### [SUPPLIED INFORMATION]

== == ==

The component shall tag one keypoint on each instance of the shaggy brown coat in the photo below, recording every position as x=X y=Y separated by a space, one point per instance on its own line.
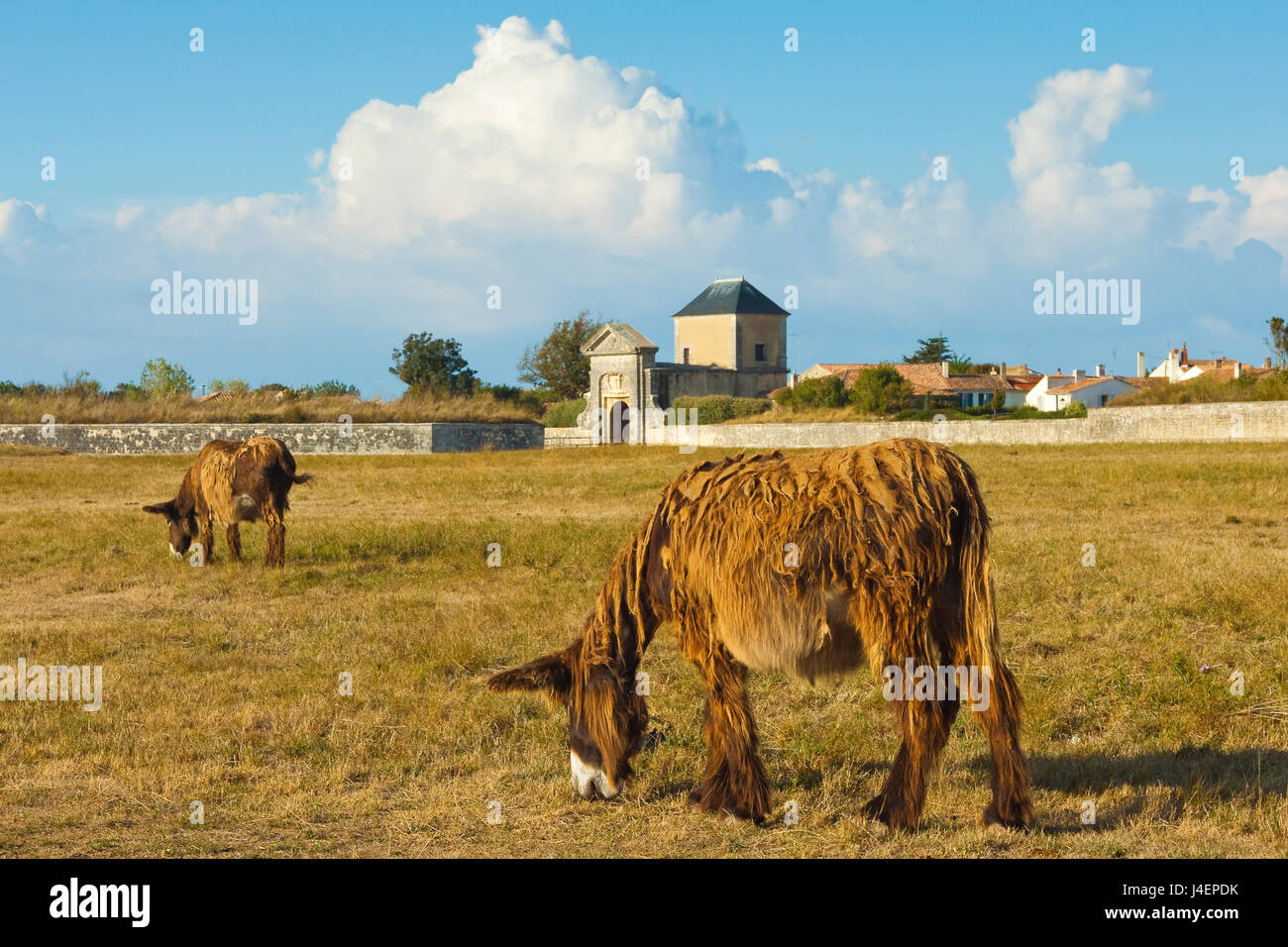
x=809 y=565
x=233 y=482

== == ==

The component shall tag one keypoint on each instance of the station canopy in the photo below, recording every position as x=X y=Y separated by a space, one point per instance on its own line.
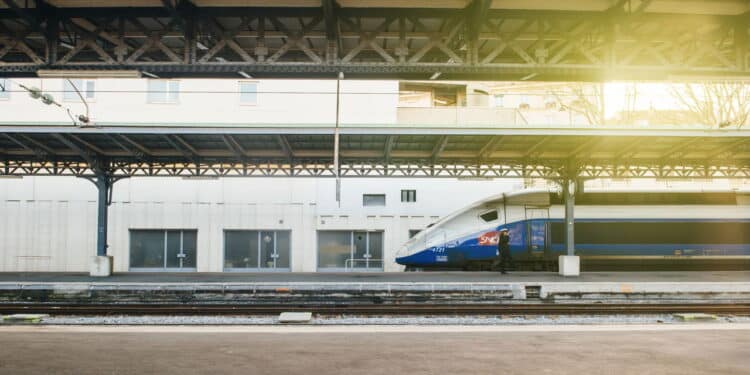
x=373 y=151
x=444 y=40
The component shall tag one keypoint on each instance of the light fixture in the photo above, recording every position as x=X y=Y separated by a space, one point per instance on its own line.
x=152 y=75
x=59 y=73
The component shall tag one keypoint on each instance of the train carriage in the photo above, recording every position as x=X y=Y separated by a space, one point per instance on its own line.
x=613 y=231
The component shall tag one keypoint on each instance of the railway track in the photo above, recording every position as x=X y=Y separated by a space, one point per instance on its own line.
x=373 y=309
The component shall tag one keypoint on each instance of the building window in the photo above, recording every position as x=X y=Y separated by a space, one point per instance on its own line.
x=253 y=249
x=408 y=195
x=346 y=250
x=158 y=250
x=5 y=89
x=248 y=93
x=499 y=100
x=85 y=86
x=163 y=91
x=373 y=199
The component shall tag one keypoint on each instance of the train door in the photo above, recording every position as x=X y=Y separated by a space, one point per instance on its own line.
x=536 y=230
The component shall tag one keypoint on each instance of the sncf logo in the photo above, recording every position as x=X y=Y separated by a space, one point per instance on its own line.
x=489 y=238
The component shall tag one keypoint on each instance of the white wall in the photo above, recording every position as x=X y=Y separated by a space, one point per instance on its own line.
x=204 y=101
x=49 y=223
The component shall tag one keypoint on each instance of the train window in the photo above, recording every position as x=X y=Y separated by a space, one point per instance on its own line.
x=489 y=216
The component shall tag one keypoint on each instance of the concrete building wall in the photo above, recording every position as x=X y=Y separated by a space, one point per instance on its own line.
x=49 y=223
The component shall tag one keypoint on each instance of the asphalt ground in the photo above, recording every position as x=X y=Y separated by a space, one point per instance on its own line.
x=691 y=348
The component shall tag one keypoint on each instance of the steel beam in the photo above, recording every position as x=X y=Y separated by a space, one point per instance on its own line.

== == ==

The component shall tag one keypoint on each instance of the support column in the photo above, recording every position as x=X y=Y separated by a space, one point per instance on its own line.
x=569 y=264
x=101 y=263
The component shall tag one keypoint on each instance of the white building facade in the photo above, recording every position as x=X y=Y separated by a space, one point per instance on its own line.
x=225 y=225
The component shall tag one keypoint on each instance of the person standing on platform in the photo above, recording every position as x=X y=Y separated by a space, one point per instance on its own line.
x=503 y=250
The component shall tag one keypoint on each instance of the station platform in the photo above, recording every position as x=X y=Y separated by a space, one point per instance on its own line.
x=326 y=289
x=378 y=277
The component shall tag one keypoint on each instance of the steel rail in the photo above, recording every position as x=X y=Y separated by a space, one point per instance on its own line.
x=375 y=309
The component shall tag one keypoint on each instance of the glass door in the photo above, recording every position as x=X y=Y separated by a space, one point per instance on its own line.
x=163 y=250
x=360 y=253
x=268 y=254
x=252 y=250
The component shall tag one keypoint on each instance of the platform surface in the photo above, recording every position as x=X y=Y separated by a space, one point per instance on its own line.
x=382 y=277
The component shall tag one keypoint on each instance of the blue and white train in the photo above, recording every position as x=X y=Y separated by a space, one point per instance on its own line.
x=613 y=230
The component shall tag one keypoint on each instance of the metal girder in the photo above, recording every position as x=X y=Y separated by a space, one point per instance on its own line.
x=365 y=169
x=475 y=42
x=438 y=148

== == ==

### [WRITTEN INSTRUCTION]
Swap "keypoint" for "marker" in everything from the line containing "the white building" down to the line containing "x=382 y=277", and give those lines again with nothing else changed.

### [TASK ANSWER]
The component shall tag one marker on each instance of the white building facade in the photo above, recording every position as x=X y=Y separated by a space, one point per instance on its own line.
x=225 y=225
The component shall tag one marker on each instance of the person standing on platform in the photo above, recording every position as x=X y=Y separated by a space, one point per instance on its own line.
x=503 y=250
The component shall tag one marker on each instance of the station platform in the photo above, recording every position as x=X y=Y separated by a space, one point per instance on its own line.
x=326 y=289
x=378 y=277
The component shall tag one marker on each instance of the steel rail in the photo above, recording every position as x=X y=Y separated by a space, one point per instance on its own line.
x=375 y=309
The component shall tag one marker on each instance of the glass door in the photo above, recording every position as x=X y=Y separated by a space, one point per instance on its own line.
x=163 y=250
x=360 y=253
x=268 y=254
x=252 y=250
The component shall tag one marker on each instance of the platform surface in the photo above, recording every position as x=X y=Y separated by a space, one point per instance on its own line.
x=382 y=277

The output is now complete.